#### [ACTIVITY]
Go through the records below and show every line with the string "maroon".

#### [SUPPLIED MATERIAL]
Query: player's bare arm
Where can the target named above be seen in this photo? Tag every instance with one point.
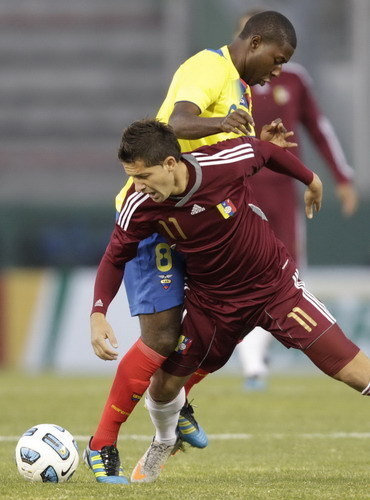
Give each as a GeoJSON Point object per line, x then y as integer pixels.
{"type": "Point", "coordinates": [187, 124]}
{"type": "Point", "coordinates": [101, 332]}
{"type": "Point", "coordinates": [276, 133]}
{"type": "Point", "coordinates": [348, 197]}
{"type": "Point", "coordinates": [313, 196]}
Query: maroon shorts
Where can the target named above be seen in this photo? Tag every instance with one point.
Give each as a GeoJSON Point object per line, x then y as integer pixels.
{"type": "Point", "coordinates": [211, 329]}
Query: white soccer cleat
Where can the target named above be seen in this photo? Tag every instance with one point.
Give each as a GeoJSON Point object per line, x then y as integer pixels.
{"type": "Point", "coordinates": [152, 462]}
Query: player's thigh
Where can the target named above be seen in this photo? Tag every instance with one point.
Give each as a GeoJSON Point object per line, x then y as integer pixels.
{"type": "Point", "coordinates": [160, 331]}
{"type": "Point", "coordinates": [296, 317]}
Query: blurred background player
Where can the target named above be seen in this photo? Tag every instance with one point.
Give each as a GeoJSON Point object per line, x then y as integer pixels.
{"type": "Point", "coordinates": [290, 98]}
{"type": "Point", "coordinates": [206, 103]}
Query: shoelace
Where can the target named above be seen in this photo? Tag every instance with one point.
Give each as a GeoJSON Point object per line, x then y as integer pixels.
{"type": "Point", "coordinates": [155, 456]}
{"type": "Point", "coordinates": [110, 458]}
{"type": "Point", "coordinates": [187, 412]}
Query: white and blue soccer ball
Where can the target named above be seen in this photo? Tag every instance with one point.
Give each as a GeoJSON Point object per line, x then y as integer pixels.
{"type": "Point", "coordinates": [47, 453]}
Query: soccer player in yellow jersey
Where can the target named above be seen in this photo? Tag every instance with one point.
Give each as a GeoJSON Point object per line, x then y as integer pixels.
{"type": "Point", "coordinates": [208, 101]}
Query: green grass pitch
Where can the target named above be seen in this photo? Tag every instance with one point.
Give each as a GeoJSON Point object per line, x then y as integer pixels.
{"type": "Point", "coordinates": [306, 437]}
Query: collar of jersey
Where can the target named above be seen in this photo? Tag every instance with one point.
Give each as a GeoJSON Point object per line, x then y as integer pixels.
{"type": "Point", "coordinates": [198, 179]}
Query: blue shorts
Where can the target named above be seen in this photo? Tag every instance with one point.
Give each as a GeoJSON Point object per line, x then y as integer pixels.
{"type": "Point", "coordinates": [154, 279]}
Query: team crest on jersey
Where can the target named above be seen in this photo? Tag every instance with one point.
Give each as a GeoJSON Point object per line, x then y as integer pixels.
{"type": "Point", "coordinates": [226, 208]}
{"type": "Point", "coordinates": [136, 397]}
{"type": "Point", "coordinates": [183, 344]}
{"type": "Point", "coordinates": [281, 95]}
{"type": "Point", "coordinates": [165, 280]}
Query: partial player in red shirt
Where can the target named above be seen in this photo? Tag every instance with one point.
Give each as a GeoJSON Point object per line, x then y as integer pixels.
{"type": "Point", "coordinates": [239, 275]}
{"type": "Point", "coordinates": [290, 98]}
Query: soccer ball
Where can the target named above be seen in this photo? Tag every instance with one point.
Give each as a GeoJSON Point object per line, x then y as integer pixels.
{"type": "Point", "coordinates": [47, 453]}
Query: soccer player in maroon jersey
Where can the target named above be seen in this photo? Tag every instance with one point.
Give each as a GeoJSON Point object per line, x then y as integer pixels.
{"type": "Point", "coordinates": [239, 275]}
{"type": "Point", "coordinates": [290, 98]}
{"type": "Point", "coordinates": [199, 107]}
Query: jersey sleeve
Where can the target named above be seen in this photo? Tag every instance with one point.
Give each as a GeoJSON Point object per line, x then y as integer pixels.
{"type": "Point", "coordinates": [201, 79]}
{"type": "Point", "coordinates": [322, 134]}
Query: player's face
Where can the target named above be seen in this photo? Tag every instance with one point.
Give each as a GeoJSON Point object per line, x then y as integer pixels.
{"type": "Point", "coordinates": [156, 181]}
{"type": "Point", "coordinates": [265, 62]}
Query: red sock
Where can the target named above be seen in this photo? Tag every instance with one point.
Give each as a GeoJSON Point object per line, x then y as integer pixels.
{"type": "Point", "coordinates": [197, 377]}
{"type": "Point", "coordinates": [131, 381]}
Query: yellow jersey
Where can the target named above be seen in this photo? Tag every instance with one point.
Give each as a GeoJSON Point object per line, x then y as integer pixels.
{"type": "Point", "coordinates": [209, 80]}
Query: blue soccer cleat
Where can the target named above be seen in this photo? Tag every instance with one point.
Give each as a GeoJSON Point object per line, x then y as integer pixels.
{"type": "Point", "coordinates": [189, 430]}
{"type": "Point", "coordinates": [105, 464]}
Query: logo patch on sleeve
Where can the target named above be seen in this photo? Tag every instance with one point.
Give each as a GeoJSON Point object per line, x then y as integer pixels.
{"type": "Point", "coordinates": [183, 344]}
{"type": "Point", "coordinates": [226, 208]}
{"type": "Point", "coordinates": [165, 280]}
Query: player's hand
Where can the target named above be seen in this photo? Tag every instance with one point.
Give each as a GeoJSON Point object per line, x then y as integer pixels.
{"type": "Point", "coordinates": [238, 121]}
{"type": "Point", "coordinates": [313, 196]}
{"type": "Point", "coordinates": [102, 337]}
{"type": "Point", "coordinates": [277, 134]}
{"type": "Point", "coordinates": [348, 196]}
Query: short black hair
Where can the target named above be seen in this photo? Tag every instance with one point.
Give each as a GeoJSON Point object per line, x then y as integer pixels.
{"type": "Point", "coordinates": [150, 141]}
{"type": "Point", "coordinates": [272, 27]}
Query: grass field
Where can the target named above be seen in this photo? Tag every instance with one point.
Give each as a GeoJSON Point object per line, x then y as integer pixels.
{"type": "Point", "coordinates": [306, 437]}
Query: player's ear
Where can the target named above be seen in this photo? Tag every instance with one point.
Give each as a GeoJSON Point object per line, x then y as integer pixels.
{"type": "Point", "coordinates": [170, 163]}
{"type": "Point", "coordinates": [256, 41]}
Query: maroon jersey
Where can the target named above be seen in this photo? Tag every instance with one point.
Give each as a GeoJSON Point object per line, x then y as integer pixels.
{"type": "Point", "coordinates": [216, 224]}
{"type": "Point", "coordinates": [289, 97]}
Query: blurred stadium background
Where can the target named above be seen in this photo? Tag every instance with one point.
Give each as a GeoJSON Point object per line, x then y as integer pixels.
{"type": "Point", "coordinates": [73, 74]}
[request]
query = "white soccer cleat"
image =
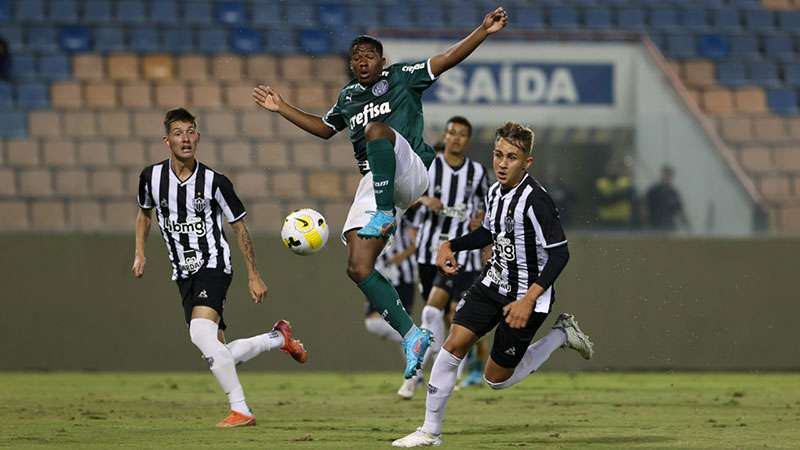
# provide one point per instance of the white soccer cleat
(419, 438)
(576, 339)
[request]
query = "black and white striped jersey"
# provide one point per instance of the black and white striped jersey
(405, 272)
(190, 215)
(524, 223)
(461, 190)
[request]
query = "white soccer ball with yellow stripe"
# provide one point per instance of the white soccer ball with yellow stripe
(304, 232)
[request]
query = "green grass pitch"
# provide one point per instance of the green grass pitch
(361, 411)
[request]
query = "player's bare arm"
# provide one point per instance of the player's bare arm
(256, 285)
(143, 220)
(271, 100)
(492, 23)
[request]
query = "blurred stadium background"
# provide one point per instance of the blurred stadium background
(615, 89)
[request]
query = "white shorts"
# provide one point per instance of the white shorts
(410, 182)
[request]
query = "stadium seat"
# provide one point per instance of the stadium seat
(314, 41)
(29, 11)
(731, 73)
(598, 18)
(631, 19)
(212, 40)
(55, 67)
(782, 101)
(779, 47)
(764, 73)
(197, 13)
(63, 11)
(130, 12)
(75, 38)
(97, 11)
(246, 41)
(13, 124)
(564, 18)
(178, 40)
(109, 40)
(713, 46)
(143, 40)
(32, 95)
(230, 12)
(163, 11)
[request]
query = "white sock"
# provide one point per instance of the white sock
(440, 386)
(247, 349)
(433, 319)
(377, 325)
(536, 355)
(203, 333)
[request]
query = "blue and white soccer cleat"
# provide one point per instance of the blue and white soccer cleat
(381, 225)
(415, 346)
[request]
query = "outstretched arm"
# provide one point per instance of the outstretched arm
(492, 23)
(269, 99)
(258, 290)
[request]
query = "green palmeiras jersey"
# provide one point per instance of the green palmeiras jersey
(395, 99)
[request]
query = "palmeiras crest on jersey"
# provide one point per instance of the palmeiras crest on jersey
(380, 88)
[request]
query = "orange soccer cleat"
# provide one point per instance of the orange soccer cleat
(237, 419)
(291, 346)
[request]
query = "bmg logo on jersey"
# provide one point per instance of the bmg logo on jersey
(369, 112)
(193, 225)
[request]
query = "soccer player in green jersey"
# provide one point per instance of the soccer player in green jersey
(382, 109)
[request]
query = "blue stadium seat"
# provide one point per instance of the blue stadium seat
(55, 67)
(664, 18)
(246, 41)
(681, 46)
(212, 40)
(759, 20)
(13, 124)
(694, 19)
(178, 40)
(731, 73)
(130, 12)
(74, 39)
(630, 19)
(564, 18)
(726, 19)
(782, 101)
(301, 14)
(598, 18)
(281, 41)
(713, 46)
(332, 15)
(764, 73)
(63, 11)
(314, 41)
(32, 95)
(744, 46)
(779, 47)
(42, 39)
(163, 11)
(29, 11)
(97, 11)
(197, 13)
(231, 12)
(109, 40)
(143, 40)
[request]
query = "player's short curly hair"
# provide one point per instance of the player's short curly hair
(518, 135)
(367, 39)
(178, 115)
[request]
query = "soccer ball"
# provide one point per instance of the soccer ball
(304, 232)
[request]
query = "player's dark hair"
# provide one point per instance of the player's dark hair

#### [RESPONSE]
Query: maroon shorts
Query: soccer player in maroon jersey
Query: maroon jersey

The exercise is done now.